## WORK TO COMPLETE:
(1) In the article about the Los Angeles substitute teacher, what is the name of the LAUSD's insurance?
(2) Please continue the article about the Los Angeles substitute teacher, starting after its final paragraph.

#### STUDY TEXT ####

LA teacher battles opponent tougher than gangs

By WND Staff


Los Angeles school Supt. David L. Brewer III

Migdia Chinea, a Cuban-American screenwriter and actress who has writing credits for the TV series “The Incredible Hulk” and “Superboy,” recently documented how she was attacked and injured by students while she served as a substitute teacher in the Los Angeles Unified School District.

Now she’s reporting that the students who attacked her, body-slammed her to the floor in front of witnesses who documented the attack, and left her with a concussion and possibly long-term injuries were the easy ones to deal with; the system that is supposed to provide care for injuries on the job is a harder opponent to beat.

“Despite my being injured by students while working, with a teacher as a witness and a police report, Sedgwick, the LAUSD’s insurance has not yet ‘accepted’ my disability claim, and perhaps won’t pay in the end, until a deposition is taken three months from now. Meantime, as a woman alone, I wonder how am I going meet my financial responsibilities without incurring further debt?” Chinea told WND.

“How am I going to pay my mortgage and eat?” she asked.

In an earlier commentary for WND, she described how, as a UCLA-educated graduate with a “Googleable” career as a professional screenwriter, economic conditions forced her to seek employment as a substitute teacher in order to obtain health insurance benefits.

She described the violence in the L.A. schools, how there was no teaching at the school to which she was assigned, only “confinement.” She told of the classrooms being left in shreds, teaching materials stolen, vandalism to her car, and the verbal and physical assaults.

#### SOURCE DATA ####

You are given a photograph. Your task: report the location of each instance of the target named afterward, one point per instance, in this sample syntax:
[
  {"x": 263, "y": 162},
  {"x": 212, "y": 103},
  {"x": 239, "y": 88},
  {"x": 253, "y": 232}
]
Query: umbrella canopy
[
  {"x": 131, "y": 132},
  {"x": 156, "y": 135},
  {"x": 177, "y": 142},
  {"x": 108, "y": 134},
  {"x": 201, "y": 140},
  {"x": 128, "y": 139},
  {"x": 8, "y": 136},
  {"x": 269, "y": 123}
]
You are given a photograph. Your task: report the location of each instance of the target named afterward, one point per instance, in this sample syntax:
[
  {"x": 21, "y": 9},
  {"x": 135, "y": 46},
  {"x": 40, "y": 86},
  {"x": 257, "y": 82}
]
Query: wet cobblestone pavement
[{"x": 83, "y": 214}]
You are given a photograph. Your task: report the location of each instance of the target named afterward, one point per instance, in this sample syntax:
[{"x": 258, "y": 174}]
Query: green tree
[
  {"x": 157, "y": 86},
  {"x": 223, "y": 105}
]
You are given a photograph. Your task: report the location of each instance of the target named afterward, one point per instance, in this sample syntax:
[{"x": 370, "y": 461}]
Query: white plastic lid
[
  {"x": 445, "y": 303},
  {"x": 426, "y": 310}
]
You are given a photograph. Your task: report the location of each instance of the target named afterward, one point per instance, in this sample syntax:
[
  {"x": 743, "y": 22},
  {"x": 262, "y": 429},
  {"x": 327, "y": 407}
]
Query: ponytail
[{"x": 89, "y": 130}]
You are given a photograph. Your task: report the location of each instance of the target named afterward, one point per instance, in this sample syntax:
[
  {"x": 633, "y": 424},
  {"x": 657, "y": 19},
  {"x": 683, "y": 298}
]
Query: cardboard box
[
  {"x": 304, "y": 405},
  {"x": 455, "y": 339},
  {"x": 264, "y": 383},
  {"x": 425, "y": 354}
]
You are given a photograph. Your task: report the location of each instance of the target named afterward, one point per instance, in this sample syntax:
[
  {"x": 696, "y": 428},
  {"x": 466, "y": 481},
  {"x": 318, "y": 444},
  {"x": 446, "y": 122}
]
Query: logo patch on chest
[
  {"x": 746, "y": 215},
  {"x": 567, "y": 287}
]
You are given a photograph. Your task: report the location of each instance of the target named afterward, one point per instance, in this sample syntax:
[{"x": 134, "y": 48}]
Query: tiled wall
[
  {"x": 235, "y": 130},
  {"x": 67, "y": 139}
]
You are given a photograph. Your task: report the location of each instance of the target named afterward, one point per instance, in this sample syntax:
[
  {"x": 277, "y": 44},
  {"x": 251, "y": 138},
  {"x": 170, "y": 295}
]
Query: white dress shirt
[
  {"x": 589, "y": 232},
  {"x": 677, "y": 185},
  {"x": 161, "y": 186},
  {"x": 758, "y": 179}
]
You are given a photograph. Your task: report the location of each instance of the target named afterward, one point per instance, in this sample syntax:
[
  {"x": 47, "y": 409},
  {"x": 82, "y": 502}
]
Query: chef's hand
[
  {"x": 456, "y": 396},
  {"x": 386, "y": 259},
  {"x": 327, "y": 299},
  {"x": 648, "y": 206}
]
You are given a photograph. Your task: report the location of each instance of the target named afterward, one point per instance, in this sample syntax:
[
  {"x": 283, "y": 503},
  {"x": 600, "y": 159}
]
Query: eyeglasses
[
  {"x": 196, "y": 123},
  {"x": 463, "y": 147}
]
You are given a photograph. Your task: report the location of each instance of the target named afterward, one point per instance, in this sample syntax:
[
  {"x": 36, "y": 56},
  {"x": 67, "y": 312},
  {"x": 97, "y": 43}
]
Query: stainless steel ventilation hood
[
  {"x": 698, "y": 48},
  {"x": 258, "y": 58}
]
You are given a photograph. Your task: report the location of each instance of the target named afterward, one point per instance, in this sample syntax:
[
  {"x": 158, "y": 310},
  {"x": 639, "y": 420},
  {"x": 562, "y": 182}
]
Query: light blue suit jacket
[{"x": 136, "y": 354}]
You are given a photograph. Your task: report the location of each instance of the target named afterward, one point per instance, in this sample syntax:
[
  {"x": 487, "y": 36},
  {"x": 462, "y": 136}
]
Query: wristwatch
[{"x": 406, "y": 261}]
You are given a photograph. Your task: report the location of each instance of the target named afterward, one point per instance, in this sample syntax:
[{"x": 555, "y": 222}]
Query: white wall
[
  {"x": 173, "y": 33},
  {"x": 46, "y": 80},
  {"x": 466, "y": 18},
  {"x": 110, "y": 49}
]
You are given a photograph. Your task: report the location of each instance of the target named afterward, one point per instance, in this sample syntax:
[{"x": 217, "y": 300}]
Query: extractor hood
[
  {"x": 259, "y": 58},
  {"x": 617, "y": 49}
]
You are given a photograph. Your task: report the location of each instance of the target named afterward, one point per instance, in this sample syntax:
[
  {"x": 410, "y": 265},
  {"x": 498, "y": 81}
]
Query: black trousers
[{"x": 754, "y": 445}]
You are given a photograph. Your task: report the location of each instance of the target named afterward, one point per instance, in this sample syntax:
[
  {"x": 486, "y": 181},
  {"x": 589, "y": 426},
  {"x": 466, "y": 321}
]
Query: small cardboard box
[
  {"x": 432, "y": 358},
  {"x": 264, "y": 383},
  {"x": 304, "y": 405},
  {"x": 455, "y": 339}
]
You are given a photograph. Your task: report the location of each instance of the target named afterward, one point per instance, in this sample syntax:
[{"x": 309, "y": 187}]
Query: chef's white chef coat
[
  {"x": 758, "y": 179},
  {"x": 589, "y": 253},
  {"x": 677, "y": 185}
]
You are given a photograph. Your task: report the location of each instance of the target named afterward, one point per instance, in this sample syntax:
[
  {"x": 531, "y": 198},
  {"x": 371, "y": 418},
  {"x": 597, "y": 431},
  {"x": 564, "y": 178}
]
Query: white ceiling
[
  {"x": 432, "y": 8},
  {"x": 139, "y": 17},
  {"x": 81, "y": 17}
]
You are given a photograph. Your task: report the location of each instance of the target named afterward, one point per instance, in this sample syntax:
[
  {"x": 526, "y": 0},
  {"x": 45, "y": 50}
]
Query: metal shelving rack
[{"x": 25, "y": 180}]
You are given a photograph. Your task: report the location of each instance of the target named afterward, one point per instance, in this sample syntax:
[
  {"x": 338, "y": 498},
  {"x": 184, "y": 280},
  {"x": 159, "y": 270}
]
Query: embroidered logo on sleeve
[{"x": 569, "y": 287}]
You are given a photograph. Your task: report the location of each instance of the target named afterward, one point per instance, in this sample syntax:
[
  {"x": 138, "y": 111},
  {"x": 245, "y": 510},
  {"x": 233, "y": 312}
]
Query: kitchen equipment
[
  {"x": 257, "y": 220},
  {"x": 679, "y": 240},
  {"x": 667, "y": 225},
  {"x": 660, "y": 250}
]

####

## ANSWERS BY ITEM:
(1) Sedgwick.

(2)
One such school, she said, “is surrounded by criminal street gangs and is widely considered one of the most dangerous campuses in the Los Angeles Unified School District. The South Side Village Boys, South Side Watts Varrio Grape, Grape Street Crips, East Side Village Bloods, Hacienda Bloods, Circle City Piru and Bounty Hunters street gangs all claim turf in that area, and frequent flare-ups of gang violence are common.”

She also told about being hurt on the job, with witnesses and a police report that documented the circumstances.

“On Oct. 5, 2007, at another notorious middle school, I was deliberately body-slammed on the head by two to three large young men in a P.E. class of 53 students, while another teacher (someone I had never met before) was decent enough to give a formal declaration to school and police authorities of what he had witnessed. I sustained a concussion and sciatica nerve damage as a result of this personal attack intended to ‘terrorize [me].’ I have memory lapses and continued head and leg pain. I’m told by the local police that this sort of physical abuse on teachers occurs with disturbing regularity. The LAUSD case nurse assigned to my case labeled my attack ‘boys will be boys.'” she wrote.

In going through the process of seeking to have her medical claim paid and her injuries addressed by a district that lists local police station telephone numbers on its website, she has discovered something even worse than a body-slam. The district for which she worked, and left her injured, is the one deciding on her treatment and ultimate disability, since the school district is exempt from state-mandated worker’s compensation requirements and provides its own coverage.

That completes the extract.